> AIM OF THE TASK: Pull out each line in the records below that contains the word "even".

> SOURCE RECORDS:

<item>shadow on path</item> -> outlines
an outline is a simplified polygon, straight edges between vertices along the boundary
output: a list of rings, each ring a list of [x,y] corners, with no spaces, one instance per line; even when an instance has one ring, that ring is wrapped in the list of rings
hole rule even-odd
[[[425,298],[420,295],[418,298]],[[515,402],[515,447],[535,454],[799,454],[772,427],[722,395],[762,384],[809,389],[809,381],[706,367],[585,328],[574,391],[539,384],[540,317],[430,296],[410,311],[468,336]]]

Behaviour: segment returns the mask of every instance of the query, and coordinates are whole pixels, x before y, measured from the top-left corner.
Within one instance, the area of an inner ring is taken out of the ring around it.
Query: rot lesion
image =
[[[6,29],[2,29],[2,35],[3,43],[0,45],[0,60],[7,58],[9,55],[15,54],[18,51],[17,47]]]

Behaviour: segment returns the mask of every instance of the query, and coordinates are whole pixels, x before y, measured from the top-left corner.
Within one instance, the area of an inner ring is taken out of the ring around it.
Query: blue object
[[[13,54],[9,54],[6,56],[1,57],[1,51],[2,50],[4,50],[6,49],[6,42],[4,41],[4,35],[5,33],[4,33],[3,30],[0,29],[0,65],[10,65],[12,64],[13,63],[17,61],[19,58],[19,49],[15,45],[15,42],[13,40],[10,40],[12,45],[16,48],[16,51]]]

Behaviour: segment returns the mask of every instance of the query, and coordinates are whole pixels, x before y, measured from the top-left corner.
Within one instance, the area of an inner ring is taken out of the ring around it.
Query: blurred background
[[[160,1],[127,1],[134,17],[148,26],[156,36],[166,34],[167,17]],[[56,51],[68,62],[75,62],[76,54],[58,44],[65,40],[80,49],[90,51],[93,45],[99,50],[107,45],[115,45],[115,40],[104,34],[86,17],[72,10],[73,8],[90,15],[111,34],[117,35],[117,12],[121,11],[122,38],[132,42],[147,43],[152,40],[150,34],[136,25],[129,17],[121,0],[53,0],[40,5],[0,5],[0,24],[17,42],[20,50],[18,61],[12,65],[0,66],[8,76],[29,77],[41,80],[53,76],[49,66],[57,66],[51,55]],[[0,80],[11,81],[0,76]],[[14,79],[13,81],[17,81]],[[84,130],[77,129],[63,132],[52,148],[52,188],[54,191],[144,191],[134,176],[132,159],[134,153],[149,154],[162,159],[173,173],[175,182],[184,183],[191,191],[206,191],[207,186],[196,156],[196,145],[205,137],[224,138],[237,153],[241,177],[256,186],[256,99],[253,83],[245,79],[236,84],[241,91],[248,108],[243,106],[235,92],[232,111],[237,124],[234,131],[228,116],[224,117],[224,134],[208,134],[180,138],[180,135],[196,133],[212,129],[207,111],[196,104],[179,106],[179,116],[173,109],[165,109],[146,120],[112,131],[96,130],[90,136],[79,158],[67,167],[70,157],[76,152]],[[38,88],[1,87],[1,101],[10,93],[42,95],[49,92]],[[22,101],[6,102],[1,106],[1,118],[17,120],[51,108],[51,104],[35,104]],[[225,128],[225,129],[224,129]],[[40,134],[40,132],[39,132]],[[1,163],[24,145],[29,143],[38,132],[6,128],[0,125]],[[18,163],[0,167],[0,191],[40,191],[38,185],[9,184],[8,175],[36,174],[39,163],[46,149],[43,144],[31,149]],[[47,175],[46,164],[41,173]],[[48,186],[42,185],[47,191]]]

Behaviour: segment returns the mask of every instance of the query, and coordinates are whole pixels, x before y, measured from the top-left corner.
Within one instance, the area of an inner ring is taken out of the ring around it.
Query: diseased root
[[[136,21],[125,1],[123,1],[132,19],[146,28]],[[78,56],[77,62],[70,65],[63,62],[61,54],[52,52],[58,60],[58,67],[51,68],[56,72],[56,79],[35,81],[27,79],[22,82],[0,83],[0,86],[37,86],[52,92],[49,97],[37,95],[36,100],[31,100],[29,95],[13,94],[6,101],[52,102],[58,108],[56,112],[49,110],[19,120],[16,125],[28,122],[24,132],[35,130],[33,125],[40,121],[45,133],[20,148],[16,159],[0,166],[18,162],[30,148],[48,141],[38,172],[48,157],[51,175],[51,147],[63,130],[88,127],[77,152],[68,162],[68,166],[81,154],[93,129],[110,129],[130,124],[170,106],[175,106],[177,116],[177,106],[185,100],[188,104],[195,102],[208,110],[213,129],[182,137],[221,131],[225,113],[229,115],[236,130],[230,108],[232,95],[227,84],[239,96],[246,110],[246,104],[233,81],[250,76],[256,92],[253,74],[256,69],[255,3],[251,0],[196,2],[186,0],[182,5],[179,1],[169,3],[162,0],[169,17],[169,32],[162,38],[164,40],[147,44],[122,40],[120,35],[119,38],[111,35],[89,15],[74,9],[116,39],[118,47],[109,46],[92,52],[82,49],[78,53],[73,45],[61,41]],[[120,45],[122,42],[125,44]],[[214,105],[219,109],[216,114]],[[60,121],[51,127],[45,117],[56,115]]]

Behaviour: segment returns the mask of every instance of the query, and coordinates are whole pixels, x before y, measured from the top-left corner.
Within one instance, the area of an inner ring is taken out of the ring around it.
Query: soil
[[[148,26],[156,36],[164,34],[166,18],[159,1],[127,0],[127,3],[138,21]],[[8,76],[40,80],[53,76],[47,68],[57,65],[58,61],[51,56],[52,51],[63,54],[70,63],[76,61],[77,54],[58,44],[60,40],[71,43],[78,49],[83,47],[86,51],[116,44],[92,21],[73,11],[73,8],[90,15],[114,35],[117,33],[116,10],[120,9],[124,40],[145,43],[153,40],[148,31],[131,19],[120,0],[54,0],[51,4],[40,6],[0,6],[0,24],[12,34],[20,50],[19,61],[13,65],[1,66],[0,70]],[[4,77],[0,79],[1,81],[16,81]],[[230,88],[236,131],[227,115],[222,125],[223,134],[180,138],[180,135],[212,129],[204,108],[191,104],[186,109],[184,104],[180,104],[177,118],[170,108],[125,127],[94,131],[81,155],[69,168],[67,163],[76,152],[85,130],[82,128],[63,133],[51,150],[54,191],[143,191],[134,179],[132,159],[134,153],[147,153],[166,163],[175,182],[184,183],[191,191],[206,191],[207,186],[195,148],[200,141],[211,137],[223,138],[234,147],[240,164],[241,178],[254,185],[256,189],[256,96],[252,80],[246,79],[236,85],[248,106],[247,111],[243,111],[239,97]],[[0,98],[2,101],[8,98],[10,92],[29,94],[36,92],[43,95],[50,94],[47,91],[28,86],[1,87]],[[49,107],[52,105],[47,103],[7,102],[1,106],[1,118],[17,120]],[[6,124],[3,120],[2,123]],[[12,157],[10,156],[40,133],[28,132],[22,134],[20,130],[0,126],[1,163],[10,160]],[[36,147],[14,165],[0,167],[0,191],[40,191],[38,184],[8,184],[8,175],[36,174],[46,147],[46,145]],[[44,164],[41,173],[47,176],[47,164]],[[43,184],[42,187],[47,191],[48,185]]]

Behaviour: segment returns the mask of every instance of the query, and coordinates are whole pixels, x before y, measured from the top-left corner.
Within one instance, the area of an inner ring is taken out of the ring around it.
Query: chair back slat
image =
--
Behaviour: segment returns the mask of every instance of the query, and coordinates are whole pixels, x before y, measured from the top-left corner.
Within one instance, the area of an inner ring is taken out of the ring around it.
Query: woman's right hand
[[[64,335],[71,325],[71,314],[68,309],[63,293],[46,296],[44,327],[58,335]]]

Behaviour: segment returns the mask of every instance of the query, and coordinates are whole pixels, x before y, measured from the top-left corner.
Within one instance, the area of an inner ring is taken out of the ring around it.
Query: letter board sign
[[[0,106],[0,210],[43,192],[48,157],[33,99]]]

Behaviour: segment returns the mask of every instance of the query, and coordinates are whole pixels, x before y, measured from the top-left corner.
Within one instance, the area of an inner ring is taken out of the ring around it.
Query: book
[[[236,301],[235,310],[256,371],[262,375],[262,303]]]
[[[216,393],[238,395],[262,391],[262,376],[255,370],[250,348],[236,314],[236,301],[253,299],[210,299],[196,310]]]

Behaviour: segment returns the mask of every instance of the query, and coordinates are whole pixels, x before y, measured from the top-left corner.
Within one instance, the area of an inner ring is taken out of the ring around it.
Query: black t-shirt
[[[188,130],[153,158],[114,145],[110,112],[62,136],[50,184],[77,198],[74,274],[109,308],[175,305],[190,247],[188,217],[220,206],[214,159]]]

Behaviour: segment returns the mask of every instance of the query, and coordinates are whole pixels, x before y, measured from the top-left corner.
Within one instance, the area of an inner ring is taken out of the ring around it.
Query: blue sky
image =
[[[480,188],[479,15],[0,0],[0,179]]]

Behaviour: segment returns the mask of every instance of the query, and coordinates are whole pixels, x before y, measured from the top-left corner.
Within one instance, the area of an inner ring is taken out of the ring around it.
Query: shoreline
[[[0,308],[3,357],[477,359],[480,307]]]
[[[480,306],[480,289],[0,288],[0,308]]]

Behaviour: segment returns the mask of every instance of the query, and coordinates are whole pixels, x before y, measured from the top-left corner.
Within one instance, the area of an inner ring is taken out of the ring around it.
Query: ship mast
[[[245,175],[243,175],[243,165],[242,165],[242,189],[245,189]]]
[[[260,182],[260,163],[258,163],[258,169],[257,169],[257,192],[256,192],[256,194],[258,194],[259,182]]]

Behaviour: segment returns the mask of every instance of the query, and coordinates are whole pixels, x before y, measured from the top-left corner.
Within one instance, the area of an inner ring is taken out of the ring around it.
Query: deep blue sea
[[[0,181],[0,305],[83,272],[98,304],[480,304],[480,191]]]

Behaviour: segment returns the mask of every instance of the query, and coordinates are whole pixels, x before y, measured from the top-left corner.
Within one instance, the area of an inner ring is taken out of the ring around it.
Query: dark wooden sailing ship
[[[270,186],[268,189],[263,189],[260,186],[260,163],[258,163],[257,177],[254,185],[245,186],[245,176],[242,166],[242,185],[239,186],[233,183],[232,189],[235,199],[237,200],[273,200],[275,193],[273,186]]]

> TASK SOLUTION:
output: a list of rings, each ring a list of [x,y] corners, with no spaces, one instance per line; even when an instance has one ring, that ring is wrapped in the list of rings
hole rule even-odd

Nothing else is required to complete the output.